▸ **Problem requirements**:
Those lines of the data that hold the word "rocky" are to be copied out.

▸ **Records provided**:
◆ ◆ ◆ ◆ ◆
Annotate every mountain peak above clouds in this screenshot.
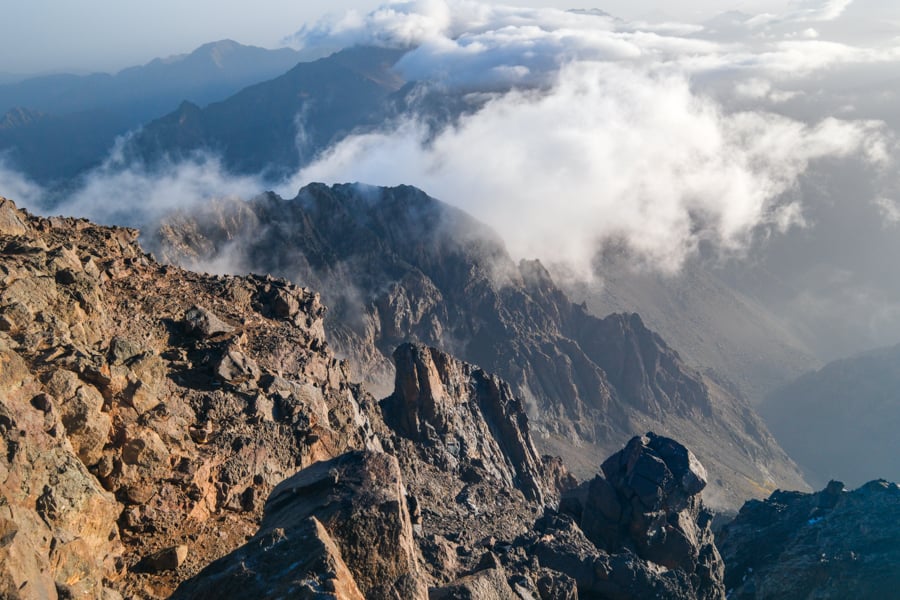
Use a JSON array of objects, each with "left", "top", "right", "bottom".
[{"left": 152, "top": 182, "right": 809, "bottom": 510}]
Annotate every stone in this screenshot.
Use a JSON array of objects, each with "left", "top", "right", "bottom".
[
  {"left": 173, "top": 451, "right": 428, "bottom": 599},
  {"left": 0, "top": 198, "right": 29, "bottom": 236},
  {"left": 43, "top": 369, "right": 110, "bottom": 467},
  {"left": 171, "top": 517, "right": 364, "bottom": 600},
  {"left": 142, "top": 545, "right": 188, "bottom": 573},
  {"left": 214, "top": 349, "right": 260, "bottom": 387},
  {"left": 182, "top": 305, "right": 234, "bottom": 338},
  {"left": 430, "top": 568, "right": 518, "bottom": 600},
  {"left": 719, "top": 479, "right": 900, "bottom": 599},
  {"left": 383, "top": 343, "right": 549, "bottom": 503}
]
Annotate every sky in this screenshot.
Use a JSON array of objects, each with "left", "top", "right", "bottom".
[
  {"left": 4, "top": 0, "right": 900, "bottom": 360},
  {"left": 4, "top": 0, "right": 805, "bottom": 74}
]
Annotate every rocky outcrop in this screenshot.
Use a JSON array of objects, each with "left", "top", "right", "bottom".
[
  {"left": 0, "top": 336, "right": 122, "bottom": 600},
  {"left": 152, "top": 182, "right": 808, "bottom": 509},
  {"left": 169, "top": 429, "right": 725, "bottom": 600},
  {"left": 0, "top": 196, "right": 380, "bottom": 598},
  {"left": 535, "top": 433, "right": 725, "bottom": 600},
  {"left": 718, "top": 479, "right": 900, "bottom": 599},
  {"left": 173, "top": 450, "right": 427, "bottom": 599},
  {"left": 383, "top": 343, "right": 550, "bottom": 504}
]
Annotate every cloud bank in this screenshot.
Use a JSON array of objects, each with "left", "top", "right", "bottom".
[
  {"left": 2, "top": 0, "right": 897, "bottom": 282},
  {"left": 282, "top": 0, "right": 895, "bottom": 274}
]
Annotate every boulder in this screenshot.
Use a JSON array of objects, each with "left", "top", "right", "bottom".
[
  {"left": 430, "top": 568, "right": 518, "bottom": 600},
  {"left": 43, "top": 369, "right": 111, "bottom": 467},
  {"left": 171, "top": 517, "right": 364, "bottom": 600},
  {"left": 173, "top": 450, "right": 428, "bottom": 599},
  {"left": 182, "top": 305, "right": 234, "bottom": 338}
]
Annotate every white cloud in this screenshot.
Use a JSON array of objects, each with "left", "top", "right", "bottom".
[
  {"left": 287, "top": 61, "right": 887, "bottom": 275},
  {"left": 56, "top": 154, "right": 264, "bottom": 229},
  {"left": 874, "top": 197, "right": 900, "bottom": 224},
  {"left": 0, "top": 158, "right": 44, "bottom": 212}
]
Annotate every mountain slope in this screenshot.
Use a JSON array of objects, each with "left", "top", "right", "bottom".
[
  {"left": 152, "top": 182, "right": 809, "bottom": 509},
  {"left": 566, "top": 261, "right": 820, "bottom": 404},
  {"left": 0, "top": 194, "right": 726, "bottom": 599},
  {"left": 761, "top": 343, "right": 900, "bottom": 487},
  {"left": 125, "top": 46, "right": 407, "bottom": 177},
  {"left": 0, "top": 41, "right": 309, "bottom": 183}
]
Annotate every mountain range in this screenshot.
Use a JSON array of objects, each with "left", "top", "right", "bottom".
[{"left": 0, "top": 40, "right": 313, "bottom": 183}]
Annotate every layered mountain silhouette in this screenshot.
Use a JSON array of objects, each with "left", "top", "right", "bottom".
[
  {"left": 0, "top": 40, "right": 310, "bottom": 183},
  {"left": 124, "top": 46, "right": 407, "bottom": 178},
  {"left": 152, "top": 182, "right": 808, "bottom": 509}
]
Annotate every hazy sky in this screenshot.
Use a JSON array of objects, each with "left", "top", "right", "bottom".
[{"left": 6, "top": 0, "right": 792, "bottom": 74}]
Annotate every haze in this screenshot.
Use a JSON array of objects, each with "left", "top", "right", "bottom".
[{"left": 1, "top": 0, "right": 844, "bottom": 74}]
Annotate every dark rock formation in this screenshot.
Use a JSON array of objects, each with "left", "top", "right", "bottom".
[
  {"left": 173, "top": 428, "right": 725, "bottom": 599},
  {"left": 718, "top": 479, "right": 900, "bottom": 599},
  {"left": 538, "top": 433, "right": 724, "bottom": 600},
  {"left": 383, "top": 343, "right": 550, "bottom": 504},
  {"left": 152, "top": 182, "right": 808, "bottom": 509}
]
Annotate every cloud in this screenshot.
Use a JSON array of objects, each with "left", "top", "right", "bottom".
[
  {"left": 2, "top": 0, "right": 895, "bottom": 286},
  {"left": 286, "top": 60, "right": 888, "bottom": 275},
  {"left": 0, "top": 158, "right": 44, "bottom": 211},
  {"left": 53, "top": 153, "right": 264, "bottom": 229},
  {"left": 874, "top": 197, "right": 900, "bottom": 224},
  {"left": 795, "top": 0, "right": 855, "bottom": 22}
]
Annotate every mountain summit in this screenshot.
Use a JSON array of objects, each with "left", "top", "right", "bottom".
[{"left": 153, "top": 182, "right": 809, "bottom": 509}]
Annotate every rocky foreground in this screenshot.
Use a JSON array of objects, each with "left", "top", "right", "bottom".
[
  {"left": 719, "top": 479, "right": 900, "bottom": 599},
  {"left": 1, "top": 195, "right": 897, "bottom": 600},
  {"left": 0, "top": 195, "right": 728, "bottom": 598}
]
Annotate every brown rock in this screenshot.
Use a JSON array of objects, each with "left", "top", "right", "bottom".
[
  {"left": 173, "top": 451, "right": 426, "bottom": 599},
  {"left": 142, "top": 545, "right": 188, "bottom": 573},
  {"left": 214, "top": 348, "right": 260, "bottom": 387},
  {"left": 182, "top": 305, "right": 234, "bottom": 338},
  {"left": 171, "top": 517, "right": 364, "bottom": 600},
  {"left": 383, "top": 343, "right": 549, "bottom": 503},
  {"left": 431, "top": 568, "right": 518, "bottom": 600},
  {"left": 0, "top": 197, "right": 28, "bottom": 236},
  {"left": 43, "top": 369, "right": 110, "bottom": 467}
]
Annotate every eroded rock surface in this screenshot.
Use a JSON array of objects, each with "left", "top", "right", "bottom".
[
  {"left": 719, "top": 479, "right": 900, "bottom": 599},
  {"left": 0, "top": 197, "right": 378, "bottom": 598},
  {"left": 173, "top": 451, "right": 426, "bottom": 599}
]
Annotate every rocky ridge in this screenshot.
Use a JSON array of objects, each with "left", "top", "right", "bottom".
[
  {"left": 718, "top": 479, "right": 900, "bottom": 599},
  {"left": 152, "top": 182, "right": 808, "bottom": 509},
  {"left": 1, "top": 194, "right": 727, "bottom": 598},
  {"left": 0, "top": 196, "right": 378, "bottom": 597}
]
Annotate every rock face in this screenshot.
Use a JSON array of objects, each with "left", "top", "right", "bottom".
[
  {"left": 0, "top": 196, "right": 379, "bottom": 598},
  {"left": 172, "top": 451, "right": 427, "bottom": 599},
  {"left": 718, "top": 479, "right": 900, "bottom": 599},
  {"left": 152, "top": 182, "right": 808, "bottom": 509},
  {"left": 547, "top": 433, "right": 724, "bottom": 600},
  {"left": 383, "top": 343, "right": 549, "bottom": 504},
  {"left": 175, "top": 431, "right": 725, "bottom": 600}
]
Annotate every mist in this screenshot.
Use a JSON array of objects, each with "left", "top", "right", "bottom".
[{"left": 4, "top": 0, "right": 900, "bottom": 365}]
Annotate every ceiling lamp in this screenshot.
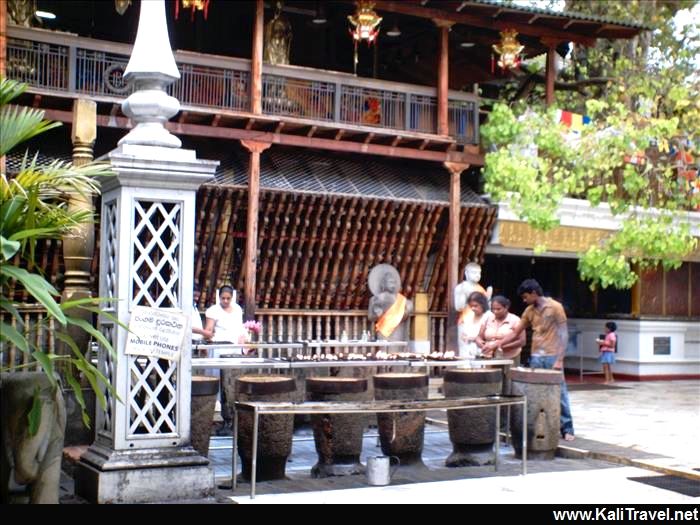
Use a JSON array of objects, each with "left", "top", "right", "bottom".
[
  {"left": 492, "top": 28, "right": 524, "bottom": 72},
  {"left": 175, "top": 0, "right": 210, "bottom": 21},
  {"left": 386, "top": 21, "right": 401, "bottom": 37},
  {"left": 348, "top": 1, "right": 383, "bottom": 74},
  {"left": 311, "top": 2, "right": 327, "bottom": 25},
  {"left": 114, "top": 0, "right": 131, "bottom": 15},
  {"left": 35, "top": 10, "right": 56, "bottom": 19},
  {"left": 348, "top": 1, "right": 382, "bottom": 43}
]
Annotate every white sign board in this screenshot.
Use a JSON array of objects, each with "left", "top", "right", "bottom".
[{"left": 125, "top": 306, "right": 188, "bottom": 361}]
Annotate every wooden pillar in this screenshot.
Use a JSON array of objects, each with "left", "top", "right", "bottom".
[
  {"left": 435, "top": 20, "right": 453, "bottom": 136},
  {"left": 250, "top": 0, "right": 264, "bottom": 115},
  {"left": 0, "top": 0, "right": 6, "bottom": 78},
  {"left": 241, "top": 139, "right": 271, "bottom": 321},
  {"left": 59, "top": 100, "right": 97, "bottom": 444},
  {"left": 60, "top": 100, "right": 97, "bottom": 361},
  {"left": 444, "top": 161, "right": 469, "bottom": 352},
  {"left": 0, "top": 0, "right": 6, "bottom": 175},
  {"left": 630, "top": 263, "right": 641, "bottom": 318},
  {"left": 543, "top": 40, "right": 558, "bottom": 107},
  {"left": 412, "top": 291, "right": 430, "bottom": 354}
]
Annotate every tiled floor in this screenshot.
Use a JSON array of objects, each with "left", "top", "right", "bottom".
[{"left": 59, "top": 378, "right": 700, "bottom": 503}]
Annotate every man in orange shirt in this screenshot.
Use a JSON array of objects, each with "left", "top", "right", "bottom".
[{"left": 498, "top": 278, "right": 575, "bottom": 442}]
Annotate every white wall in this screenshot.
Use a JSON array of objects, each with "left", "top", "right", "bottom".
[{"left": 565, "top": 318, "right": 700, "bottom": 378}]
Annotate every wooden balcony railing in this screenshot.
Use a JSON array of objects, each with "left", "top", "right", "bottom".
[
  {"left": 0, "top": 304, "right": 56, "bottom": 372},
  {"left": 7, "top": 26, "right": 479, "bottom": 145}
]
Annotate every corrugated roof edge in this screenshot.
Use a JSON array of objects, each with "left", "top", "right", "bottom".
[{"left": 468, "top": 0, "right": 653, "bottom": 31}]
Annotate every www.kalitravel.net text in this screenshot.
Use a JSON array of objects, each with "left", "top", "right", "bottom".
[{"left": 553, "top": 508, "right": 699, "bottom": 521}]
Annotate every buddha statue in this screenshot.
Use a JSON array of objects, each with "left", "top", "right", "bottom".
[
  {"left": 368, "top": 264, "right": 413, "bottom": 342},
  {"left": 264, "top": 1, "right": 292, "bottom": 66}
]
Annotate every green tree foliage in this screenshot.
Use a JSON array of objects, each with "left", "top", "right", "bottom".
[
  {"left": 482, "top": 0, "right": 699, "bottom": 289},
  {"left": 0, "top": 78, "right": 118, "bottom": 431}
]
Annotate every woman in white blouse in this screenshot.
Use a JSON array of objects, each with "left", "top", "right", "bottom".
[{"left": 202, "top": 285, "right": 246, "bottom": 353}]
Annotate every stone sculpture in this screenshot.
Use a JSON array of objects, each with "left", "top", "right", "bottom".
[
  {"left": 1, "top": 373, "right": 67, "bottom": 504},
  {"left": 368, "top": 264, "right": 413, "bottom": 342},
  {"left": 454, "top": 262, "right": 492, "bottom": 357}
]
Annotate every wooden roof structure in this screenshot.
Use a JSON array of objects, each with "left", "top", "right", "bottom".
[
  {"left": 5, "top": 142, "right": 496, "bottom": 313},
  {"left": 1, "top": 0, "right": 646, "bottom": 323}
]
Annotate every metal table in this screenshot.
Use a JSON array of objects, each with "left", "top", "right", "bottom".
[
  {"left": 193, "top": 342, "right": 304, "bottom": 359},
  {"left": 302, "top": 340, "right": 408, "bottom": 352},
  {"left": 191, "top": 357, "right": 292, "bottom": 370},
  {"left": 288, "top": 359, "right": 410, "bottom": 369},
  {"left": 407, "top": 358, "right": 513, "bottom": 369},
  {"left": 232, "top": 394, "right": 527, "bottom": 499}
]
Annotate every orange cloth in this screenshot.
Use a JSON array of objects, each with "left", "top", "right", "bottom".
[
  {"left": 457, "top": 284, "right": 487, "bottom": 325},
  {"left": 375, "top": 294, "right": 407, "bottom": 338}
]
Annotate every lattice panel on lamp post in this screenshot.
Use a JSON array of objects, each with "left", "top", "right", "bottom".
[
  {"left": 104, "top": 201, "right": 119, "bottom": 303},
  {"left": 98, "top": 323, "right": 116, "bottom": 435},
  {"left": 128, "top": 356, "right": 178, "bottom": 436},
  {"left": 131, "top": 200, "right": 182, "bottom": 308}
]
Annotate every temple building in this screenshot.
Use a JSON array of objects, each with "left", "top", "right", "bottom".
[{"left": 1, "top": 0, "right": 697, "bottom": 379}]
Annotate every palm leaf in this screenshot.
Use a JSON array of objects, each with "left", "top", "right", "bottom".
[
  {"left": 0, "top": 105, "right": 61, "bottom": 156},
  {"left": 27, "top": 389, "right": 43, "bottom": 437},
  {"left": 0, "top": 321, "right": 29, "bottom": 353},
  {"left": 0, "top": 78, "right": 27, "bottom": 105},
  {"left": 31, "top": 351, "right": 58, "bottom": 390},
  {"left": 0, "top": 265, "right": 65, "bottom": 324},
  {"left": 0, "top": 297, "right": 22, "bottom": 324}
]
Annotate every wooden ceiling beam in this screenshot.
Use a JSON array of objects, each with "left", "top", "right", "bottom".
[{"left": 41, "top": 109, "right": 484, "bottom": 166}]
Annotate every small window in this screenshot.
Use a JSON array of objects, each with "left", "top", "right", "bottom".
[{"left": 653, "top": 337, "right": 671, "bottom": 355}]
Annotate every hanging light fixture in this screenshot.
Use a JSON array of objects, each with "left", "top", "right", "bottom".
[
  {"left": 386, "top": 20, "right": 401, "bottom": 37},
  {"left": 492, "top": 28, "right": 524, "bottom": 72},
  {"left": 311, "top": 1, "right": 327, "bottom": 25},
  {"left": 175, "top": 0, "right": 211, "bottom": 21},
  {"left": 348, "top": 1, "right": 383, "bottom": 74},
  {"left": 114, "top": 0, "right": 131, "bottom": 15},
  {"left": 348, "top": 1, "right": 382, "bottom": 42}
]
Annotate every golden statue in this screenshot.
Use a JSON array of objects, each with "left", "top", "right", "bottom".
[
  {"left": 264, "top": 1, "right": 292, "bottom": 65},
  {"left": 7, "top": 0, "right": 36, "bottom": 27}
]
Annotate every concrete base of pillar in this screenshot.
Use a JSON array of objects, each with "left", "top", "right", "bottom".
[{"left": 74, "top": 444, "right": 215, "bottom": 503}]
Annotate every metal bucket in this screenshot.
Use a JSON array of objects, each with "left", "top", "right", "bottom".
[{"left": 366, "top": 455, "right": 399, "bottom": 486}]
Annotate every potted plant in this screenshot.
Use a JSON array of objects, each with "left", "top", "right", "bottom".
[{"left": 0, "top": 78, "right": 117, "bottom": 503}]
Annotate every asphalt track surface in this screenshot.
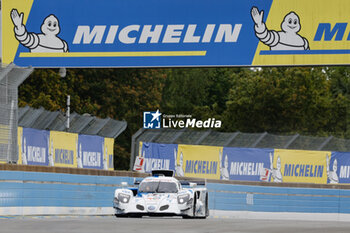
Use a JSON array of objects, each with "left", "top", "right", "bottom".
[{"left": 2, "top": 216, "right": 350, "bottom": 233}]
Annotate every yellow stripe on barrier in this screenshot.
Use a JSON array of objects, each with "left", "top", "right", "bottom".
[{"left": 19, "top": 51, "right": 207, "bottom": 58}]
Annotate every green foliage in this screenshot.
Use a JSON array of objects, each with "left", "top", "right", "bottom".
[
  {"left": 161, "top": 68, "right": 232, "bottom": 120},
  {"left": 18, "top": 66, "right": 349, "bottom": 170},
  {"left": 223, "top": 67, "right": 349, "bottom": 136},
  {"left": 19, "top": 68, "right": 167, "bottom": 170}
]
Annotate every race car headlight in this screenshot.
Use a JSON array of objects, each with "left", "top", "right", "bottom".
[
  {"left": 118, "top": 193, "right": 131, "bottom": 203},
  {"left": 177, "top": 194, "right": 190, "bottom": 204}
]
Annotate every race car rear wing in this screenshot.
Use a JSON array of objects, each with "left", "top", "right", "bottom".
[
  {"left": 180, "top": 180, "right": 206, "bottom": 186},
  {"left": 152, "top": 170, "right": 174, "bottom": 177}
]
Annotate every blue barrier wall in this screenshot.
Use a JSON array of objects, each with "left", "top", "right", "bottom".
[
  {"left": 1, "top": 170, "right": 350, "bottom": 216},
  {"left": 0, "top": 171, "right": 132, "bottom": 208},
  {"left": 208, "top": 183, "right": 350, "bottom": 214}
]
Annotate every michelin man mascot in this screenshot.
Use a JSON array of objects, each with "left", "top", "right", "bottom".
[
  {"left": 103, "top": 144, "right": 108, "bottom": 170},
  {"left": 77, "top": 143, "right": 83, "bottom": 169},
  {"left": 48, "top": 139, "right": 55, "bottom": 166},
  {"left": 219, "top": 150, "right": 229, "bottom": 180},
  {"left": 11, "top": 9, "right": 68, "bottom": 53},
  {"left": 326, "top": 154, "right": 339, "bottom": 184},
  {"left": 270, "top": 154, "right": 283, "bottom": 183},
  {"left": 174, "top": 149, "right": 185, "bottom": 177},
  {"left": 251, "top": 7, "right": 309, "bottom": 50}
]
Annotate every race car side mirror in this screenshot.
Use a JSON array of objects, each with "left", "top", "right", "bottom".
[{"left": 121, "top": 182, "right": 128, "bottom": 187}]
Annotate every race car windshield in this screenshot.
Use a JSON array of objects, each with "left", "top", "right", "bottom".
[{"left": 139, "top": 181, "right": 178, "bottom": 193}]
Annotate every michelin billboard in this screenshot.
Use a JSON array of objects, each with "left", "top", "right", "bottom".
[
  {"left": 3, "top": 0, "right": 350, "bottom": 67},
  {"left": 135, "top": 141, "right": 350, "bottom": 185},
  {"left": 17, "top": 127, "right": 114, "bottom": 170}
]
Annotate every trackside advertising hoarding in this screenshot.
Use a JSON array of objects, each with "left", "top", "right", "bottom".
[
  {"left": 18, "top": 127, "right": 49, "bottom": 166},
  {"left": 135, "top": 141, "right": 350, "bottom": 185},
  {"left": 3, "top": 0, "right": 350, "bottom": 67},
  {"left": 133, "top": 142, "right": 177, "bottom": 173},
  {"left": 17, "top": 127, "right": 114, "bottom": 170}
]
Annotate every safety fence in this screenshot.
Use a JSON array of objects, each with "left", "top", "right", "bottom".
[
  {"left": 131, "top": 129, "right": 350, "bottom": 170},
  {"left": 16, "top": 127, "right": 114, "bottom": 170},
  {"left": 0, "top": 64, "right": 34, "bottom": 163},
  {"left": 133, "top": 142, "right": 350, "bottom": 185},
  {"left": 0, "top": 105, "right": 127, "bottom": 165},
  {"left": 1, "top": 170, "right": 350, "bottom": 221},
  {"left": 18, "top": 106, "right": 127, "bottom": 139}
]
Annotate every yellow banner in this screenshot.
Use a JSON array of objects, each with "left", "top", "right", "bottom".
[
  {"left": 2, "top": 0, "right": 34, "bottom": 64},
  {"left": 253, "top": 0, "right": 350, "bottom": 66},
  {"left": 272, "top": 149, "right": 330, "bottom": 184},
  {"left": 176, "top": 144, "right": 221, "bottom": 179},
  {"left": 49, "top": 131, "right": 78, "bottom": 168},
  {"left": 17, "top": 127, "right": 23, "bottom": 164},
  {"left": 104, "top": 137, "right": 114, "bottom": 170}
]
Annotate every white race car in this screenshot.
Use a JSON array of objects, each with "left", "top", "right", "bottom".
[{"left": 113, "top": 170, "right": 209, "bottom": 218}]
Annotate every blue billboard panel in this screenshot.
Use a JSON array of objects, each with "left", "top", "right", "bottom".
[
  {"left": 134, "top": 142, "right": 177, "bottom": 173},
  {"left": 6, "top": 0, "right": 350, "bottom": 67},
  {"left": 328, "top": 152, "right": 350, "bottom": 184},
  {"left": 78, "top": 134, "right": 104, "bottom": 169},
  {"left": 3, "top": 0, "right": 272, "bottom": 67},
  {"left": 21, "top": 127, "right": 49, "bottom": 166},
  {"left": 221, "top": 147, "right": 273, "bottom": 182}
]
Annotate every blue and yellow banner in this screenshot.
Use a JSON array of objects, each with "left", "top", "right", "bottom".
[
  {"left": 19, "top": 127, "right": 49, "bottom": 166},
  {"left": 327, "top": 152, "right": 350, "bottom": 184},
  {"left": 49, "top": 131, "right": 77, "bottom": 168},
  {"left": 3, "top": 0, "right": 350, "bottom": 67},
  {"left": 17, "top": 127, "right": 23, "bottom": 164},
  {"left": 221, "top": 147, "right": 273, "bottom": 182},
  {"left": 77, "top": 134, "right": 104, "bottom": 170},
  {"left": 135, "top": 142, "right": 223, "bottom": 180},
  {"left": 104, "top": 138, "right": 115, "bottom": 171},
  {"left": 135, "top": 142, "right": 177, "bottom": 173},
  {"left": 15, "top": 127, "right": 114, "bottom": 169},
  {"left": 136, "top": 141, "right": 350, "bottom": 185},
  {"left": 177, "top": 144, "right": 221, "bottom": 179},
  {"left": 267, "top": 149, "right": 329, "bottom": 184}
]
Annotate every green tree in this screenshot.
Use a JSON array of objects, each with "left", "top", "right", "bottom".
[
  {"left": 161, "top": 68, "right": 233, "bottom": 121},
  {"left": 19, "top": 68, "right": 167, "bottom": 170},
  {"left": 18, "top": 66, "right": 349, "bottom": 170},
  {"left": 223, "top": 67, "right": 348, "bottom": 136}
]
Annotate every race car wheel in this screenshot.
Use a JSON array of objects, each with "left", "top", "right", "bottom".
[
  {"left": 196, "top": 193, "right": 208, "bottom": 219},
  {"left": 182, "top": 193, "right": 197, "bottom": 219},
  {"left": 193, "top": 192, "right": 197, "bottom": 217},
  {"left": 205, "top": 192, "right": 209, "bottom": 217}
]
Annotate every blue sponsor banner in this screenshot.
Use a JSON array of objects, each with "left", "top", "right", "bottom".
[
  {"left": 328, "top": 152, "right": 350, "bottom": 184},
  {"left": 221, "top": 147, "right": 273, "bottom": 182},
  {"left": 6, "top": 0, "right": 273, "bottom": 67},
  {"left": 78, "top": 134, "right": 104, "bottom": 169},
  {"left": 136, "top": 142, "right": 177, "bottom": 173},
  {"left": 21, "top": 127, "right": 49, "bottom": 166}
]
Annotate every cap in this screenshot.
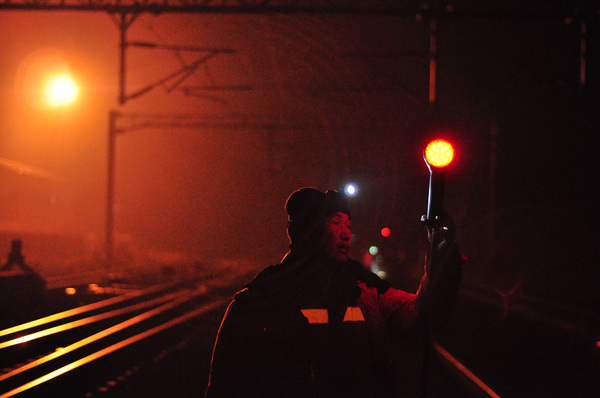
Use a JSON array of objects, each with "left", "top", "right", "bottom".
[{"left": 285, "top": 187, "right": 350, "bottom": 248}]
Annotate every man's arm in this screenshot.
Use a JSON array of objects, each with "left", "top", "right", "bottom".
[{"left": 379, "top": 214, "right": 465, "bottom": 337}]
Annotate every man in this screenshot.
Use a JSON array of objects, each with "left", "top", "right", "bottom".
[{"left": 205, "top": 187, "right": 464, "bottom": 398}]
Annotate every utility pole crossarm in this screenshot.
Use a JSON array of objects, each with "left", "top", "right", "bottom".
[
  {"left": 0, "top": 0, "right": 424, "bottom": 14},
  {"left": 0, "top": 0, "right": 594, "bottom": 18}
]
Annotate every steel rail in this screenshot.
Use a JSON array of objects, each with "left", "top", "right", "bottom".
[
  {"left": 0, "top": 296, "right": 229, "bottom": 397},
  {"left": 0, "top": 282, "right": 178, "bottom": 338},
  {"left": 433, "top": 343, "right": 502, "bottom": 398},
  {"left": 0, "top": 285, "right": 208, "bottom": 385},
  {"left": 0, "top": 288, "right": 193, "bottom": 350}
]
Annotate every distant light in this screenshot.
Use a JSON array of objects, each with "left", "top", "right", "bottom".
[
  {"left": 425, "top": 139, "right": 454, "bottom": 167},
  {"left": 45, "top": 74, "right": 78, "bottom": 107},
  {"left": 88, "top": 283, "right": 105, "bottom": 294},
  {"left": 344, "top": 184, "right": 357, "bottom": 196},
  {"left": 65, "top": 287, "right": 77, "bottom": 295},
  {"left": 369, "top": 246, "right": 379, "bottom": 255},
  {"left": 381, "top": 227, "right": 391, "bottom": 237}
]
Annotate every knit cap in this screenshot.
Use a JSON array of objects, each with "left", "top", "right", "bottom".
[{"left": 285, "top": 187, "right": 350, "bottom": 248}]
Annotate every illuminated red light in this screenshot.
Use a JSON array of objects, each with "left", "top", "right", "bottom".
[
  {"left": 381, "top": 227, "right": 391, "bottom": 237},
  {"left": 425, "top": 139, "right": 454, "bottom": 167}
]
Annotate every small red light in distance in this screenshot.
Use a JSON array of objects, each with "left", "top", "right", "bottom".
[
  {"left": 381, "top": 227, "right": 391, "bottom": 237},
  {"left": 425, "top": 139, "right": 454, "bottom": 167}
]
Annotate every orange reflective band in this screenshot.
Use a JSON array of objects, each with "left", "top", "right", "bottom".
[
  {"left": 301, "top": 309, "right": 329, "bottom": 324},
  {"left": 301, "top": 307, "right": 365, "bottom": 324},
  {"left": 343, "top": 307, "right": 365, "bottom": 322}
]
◆ ◆ ◆ ◆ ◆
▸ **Solution to this task**:
Annotate every rocky outcrop in this screenshot.
Annotate every rocky foreground in this screenshot.
Annotate every rocky ridge in this screenshot.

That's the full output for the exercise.